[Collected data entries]
------------------------------------------------
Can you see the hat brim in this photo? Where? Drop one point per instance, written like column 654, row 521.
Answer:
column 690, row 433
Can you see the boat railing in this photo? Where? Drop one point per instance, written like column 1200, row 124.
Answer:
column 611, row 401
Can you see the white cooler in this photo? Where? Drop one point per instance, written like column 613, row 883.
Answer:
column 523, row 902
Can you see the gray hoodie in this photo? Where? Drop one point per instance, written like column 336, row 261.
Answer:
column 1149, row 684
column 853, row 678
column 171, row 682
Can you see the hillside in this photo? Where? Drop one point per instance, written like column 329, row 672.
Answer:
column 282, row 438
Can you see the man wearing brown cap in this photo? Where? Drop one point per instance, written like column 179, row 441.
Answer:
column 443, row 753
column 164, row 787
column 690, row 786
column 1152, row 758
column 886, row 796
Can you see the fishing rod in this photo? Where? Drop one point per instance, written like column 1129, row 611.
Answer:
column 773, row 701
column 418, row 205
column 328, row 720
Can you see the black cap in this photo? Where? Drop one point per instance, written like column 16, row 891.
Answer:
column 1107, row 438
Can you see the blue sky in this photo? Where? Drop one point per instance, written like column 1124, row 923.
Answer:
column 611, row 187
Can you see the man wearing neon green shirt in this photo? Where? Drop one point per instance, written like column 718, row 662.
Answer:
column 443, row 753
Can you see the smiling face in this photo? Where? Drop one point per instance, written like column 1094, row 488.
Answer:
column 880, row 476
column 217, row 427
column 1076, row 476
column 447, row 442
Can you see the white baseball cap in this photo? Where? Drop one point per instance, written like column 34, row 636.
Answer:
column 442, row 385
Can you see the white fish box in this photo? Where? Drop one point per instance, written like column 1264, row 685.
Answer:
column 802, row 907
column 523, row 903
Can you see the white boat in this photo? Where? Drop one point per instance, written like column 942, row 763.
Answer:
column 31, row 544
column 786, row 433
------------------------------------------------
— Your objective —
Copy out verbatim the lines between the one holding "Can you see the man wearing brown" and the one holding "column 447, row 442", inclusive.

— Result of the exercise —
Can you see the man wearing brown cap in this photo? Where? Drop one point per instance, written like column 179, row 441.
Answer:
column 443, row 753
column 164, row 787
column 690, row 786
column 1152, row 758
column 886, row 796
Can you see the fishing rod in this photo? Where? Drop one point per instance, written like column 1129, row 611.
Answer:
column 773, row 701
column 418, row 205
column 328, row 720
Can you see the black cap in this photo? Where? Drop one point per instance, written like column 16, row 891.
Answer:
column 1107, row 438
Can you see the blue sky in this photo? Where? Drop one point per instance, written like column 1124, row 923.
Answer:
column 611, row 187
Can you see the man wearing neon green shirt in this photo? Where? Drop one point per instance, written like column 718, row 662.
Answer:
column 443, row 753
Can you see the smiling face in this photo? Where? Drop one point per instance, written like column 1094, row 488.
Answer:
column 880, row 476
column 217, row 427
column 1076, row 476
column 447, row 442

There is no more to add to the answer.